§ **Task data**:
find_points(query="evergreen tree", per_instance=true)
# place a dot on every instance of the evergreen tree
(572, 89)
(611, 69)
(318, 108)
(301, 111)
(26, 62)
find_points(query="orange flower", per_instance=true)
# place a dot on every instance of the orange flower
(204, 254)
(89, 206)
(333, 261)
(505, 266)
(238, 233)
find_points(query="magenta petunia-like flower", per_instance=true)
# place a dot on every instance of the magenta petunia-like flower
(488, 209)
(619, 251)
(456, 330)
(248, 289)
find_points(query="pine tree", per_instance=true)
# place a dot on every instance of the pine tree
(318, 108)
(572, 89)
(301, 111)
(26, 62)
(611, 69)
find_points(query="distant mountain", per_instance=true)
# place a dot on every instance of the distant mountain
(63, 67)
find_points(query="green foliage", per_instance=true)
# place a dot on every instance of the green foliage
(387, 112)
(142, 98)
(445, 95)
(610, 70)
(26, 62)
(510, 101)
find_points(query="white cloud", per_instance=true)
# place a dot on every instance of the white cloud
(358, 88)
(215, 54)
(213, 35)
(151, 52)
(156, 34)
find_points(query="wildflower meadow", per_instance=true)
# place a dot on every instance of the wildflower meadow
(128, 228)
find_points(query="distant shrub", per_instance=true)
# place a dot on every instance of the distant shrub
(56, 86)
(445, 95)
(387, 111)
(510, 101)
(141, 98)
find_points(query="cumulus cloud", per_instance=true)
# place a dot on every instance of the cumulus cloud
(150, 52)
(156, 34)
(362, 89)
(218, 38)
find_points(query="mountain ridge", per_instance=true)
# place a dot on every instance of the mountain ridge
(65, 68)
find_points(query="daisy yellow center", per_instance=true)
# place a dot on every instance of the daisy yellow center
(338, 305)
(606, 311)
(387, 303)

§ **What to do**:
Repeat every entry exactly as written above.

§ **Task result**:
find_points(query="evergreen tree", per_instance=true)
# place a dot on every instance of the evergreen tree
(572, 89)
(611, 69)
(318, 108)
(301, 111)
(26, 62)
find_points(query="orange flower", per_instance=true)
# place a dot on every instance of the orange flower
(204, 254)
(89, 206)
(333, 261)
(505, 266)
(238, 233)
find_points(query="magenta petunia-like flower", per_instance=true)
# place a dot on every instance of the magenta petunia-like flower
(488, 209)
(619, 251)
(456, 330)
(248, 289)
find_points(query="pine tree", per_instance=true)
# place a dot on every instance of the pine tree
(318, 108)
(572, 89)
(301, 111)
(26, 62)
(611, 69)
find_points(query="distant mountain", per_instance=true)
# place a dot on every instance of the distant mountain
(63, 67)
find_points(query="green foliage", per_instance=true)
# place a dot on every instance of the green foliage
(387, 112)
(142, 98)
(445, 95)
(610, 70)
(26, 62)
(510, 101)
find_points(query="white cloud", per_instance=true)
# place a dot on every instance of the white cloud
(358, 88)
(215, 54)
(213, 35)
(151, 52)
(156, 34)
find_points(query="wildflower meadow", per_instance=true)
# place a dot on every instance of the wildflower meadow
(128, 228)
find_points(query="distant shrub", per_instance=true)
# place a dot on every instance of the distant shrub
(56, 86)
(445, 95)
(387, 111)
(510, 101)
(141, 98)
find_points(query="cumulus cloud", per_instance=true)
# place a dot on every instance of the cumulus cloud
(150, 52)
(156, 34)
(362, 89)
(218, 38)
find_points(query="mountain ridge", per_instance=true)
# place a dot on every instance of the mountain ridge
(65, 68)
find_points(query="daisy yellow center", per_instance=true)
# place a dot on every instance of the daisy yellow center
(338, 305)
(606, 311)
(387, 303)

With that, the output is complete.